### SEITENAUSZUG
Der Feminismus und sein Anderes
Auch in Bettina Stötzers Buch über antirassistischen Feminismus gibt es einige „blinde Flecken“.
Antirassistische Perspektiven im Feminismus weiterzuentwickeln: Dieses Ziel verfolgt Bettina Stötzers Untersuchung InDifferenzen. Ausführlich und kenntnisreich legt die Autorin die Entwicklungslinien der antirassistisch-feministischen Kritik in der Bundesrepublik dar und kritisiert deren verspätete Aufnahme durch Frauenforscherinnen, die die Einwände lange Zeit als Randthema betrachtet haben. Erst in letzter Zeit sei hier ein „Kurswechsel“ bezüglich der Beachtung von „Differenzen zwischen Frauen“ festzustellen. Stötzer erarbeitet Elemente dieser Kritik: die falsche Gleichsetzung von Rassismus und Sexismus, ein vereinheitlichender Patriarchatsbegriff, die Annahme einer universellen Struktur der Geschlechterdifferenz sowie die Kulturalisierung der „fremden Frau“.

### DATENAUSZUG

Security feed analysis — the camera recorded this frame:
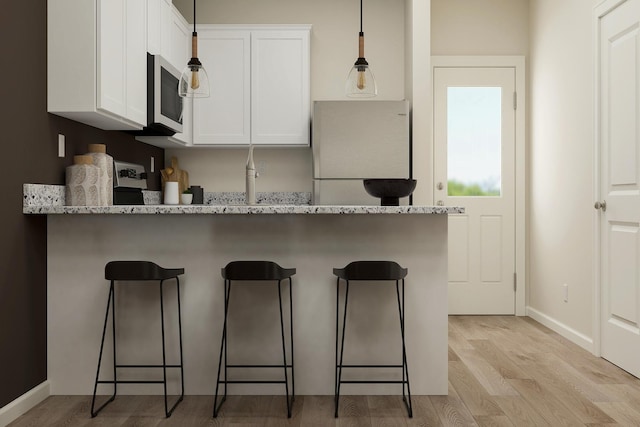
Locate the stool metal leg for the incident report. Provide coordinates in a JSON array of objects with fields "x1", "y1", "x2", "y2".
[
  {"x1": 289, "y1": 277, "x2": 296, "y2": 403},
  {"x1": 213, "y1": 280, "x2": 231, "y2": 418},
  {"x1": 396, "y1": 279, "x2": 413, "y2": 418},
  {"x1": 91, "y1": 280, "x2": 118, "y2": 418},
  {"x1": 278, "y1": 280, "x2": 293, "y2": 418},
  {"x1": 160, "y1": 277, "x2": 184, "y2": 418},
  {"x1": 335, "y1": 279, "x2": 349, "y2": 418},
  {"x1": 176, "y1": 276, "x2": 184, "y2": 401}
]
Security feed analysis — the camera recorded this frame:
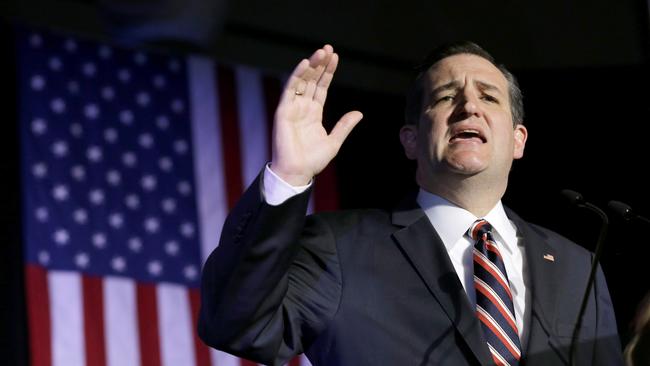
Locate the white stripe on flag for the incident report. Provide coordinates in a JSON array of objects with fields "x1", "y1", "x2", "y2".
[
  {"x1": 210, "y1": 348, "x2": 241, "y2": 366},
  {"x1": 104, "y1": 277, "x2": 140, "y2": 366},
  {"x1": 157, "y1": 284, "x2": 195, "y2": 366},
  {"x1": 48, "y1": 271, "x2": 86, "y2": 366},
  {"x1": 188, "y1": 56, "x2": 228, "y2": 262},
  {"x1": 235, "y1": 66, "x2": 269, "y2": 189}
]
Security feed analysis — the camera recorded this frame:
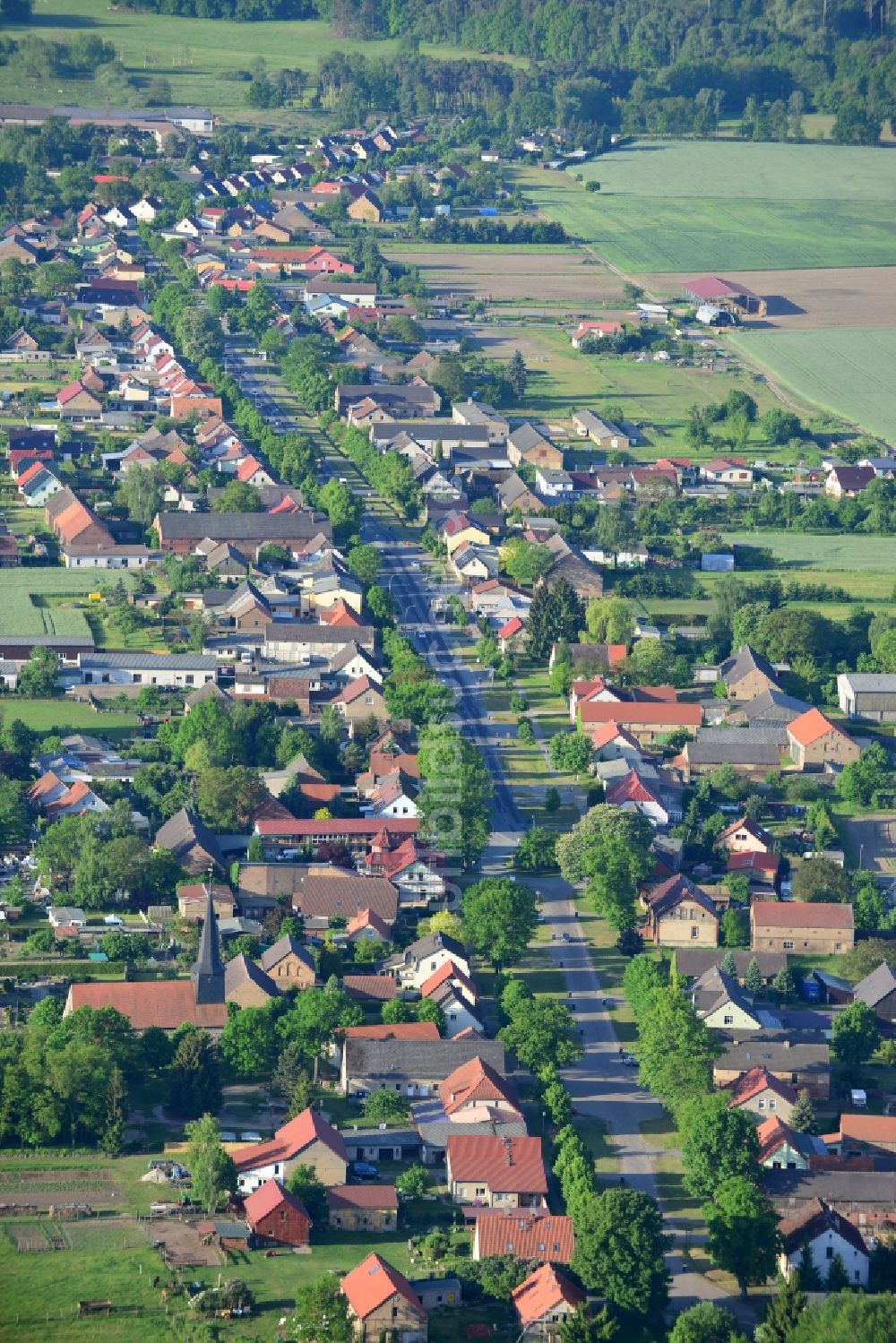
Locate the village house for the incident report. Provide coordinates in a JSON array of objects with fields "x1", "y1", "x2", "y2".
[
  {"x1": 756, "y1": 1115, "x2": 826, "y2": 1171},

### AUFGABE A
Welches Ziel verfolgt Bettina Stötzers Untersuchung laut der Rezension über ihr Buch?
### AUFGABE B
Schreibe die Rezension über Bettina Stötzers Buch im Anschluss an ihren letzten Satz weiter.

### ERWARTETE AUSGABE A
Sie will antirassistische Perspektiven im Feminismus weiterentwickeln.

### ERWARTETE AUSGABE B
Die Autorin begeht allerdings eine zweifache Fehleinschätzung, wenn sie behauptet, dass „mit der Ausnahme einer relativ umfangreichen Literatur über das Verhältnis von Frauen zum Nationalsozialismus [...] die Phänomene Nation, nationale Identität und Nationalismus im feministischen Diskurs bis in die Mitte der 90er Jahre eher Tabuthemen [waren]“ (43). Gerade die Auseinandersetzung mit NS und Antisemitismus spielt in der Frauenforschung — wie übrigens auch in der aktuellen antirassistischen Debatte — keine herausragende Rolle. Auch in Stötzers Werk führen diese Fragen sowie die Einwände jüdischer Frauen ein Schattendasein. Dass die Autorin den NS als „spezifische Form des Nationalismus“ (43) begreift, illustriert nur zu eindrücklich ein Defizit der Differenzen-Debatte im Allgemeinen: einen Begriff von Antisemitismus und Rassismus zu haben.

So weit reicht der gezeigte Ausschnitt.